Task requirements
Output, without any changes, the lines of the records that begin with the line containing "glass door -> outlines" and end with the line containing "125L52 123L53 102L37", including both of those lines.

[Items start]

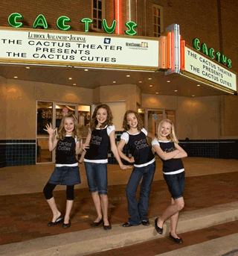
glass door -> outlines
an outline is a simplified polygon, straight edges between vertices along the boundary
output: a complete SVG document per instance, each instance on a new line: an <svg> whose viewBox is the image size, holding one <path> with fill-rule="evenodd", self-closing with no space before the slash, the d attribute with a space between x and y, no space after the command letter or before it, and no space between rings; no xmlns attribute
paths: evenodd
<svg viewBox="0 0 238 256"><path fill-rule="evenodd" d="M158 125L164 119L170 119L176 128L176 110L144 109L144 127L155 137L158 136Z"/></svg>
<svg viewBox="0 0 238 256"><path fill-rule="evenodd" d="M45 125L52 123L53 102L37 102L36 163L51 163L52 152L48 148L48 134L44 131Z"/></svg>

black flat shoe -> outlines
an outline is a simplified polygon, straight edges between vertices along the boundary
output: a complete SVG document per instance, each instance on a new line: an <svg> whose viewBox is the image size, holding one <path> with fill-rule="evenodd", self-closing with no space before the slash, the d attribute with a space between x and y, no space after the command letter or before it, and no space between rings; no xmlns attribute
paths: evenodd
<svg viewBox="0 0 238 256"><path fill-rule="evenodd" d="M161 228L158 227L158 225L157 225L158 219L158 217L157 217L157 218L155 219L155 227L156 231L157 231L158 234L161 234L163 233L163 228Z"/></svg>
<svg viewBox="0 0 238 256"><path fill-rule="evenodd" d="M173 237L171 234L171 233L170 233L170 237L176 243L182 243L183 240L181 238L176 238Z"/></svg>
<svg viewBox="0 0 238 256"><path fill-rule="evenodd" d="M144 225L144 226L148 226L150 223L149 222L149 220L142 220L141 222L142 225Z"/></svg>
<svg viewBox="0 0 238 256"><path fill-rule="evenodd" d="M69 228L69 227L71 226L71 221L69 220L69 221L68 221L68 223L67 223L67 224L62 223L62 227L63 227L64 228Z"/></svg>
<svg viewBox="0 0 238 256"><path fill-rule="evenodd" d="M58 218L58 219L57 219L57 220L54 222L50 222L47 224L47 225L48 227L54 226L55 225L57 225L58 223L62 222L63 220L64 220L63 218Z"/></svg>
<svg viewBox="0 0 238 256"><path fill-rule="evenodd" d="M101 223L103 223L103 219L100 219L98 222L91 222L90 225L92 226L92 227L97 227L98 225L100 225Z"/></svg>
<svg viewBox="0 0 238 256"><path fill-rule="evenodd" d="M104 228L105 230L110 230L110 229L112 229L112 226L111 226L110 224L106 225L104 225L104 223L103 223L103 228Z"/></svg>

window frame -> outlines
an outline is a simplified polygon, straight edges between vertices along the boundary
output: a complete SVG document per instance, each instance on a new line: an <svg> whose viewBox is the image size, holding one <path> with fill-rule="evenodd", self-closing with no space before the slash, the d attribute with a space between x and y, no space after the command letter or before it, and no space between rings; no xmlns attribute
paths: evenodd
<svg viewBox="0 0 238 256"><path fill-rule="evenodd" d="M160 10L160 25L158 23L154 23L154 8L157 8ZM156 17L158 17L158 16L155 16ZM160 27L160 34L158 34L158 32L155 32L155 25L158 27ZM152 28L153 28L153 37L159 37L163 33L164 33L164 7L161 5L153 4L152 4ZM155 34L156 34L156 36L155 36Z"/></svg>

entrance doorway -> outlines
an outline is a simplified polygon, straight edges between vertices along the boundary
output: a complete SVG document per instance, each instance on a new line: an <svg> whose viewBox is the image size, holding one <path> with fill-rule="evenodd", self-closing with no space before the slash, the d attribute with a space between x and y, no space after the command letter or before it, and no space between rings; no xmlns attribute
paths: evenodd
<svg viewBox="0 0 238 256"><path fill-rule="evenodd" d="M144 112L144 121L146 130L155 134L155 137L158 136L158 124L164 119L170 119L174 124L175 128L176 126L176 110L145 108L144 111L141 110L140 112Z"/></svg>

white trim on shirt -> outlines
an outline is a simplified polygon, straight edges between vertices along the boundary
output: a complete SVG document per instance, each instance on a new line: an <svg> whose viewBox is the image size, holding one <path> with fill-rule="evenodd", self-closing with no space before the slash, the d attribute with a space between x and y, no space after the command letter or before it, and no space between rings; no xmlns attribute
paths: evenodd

[Items end]
[Items start]

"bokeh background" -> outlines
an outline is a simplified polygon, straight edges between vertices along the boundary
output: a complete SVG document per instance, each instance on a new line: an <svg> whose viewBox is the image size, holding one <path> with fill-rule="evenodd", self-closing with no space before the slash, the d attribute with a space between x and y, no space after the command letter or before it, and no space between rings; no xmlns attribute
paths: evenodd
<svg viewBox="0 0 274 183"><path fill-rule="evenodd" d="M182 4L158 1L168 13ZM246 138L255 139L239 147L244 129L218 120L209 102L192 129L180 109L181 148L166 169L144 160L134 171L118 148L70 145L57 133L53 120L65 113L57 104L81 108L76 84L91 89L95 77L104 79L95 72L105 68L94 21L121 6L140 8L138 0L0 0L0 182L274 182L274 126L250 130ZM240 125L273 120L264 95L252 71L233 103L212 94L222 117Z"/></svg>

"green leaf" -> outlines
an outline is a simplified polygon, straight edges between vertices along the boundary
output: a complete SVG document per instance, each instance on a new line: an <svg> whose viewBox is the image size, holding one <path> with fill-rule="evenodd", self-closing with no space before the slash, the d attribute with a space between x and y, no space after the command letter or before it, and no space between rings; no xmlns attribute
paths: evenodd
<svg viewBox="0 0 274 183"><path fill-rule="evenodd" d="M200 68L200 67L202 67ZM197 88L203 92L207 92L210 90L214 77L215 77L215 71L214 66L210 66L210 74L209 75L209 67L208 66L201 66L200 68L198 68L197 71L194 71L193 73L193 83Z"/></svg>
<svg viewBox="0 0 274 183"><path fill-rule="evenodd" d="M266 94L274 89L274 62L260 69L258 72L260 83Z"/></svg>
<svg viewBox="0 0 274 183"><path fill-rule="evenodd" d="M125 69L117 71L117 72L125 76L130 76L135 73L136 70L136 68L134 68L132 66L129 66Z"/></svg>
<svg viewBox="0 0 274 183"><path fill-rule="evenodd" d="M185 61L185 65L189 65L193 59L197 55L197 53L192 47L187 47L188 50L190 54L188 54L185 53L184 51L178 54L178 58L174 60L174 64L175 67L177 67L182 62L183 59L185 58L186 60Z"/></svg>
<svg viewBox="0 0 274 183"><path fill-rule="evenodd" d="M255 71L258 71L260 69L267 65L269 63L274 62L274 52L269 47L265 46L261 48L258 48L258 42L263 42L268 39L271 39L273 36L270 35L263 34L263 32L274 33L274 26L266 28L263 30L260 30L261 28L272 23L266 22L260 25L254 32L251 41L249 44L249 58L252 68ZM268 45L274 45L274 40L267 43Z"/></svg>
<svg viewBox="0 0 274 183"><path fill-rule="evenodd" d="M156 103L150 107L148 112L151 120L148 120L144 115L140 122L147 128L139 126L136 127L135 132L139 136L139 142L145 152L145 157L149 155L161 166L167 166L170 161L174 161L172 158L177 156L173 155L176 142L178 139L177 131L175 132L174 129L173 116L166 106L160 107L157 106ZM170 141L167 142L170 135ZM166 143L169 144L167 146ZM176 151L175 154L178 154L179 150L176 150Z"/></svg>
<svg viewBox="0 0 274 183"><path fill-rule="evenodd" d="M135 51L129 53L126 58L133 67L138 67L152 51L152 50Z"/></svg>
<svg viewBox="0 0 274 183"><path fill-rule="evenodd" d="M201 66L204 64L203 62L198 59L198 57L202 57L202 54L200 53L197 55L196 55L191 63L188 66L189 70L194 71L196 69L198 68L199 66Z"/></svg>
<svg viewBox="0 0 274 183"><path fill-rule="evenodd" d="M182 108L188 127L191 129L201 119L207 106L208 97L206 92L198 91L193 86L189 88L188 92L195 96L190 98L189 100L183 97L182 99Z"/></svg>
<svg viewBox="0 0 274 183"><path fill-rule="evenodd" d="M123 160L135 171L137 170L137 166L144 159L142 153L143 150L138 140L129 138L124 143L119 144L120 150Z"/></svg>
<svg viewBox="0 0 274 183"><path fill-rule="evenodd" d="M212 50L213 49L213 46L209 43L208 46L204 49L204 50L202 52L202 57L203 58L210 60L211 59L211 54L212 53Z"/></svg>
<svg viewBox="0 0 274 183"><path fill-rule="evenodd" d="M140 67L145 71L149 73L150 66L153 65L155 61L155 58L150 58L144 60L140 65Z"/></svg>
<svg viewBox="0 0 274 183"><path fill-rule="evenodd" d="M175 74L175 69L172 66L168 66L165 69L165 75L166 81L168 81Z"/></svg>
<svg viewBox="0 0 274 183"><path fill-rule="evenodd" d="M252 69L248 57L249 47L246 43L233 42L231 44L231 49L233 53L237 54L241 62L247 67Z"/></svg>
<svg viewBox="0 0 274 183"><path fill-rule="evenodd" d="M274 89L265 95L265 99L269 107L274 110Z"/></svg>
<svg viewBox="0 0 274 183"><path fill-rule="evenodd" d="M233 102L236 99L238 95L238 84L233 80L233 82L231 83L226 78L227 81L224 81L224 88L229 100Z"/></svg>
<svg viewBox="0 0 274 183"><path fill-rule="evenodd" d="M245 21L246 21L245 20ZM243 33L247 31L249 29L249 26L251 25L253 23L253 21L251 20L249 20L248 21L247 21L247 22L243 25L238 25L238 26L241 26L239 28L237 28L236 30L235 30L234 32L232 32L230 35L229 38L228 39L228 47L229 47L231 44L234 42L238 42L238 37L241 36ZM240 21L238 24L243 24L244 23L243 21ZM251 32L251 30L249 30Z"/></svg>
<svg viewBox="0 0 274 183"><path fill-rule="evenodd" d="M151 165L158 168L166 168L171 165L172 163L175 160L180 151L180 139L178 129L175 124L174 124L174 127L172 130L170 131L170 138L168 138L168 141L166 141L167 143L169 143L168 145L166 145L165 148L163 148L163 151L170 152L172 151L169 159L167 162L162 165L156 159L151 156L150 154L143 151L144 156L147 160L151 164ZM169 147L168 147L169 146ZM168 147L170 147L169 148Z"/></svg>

[Items end]

Task answer
glass door -> outlines
an outline is a simplified polygon, straight edges between vertices along the boundary
output: a complete SVG document per instance, each instance on a new line: an <svg> whose viewBox is the image size, holding one <path> with fill-rule="evenodd", self-closing with no space before the slash, the d attribute with a space between x and y, no space after the command letter or before it, and no space between rings; no xmlns attribute
paths: evenodd
<svg viewBox="0 0 238 256"><path fill-rule="evenodd" d="M158 125L164 119L170 119L176 128L176 110L144 109L144 127L155 137L158 136Z"/></svg>
<svg viewBox="0 0 238 256"><path fill-rule="evenodd" d="M45 125L52 123L53 102L37 102L36 163L51 163L52 152L48 148L48 134L44 131Z"/></svg>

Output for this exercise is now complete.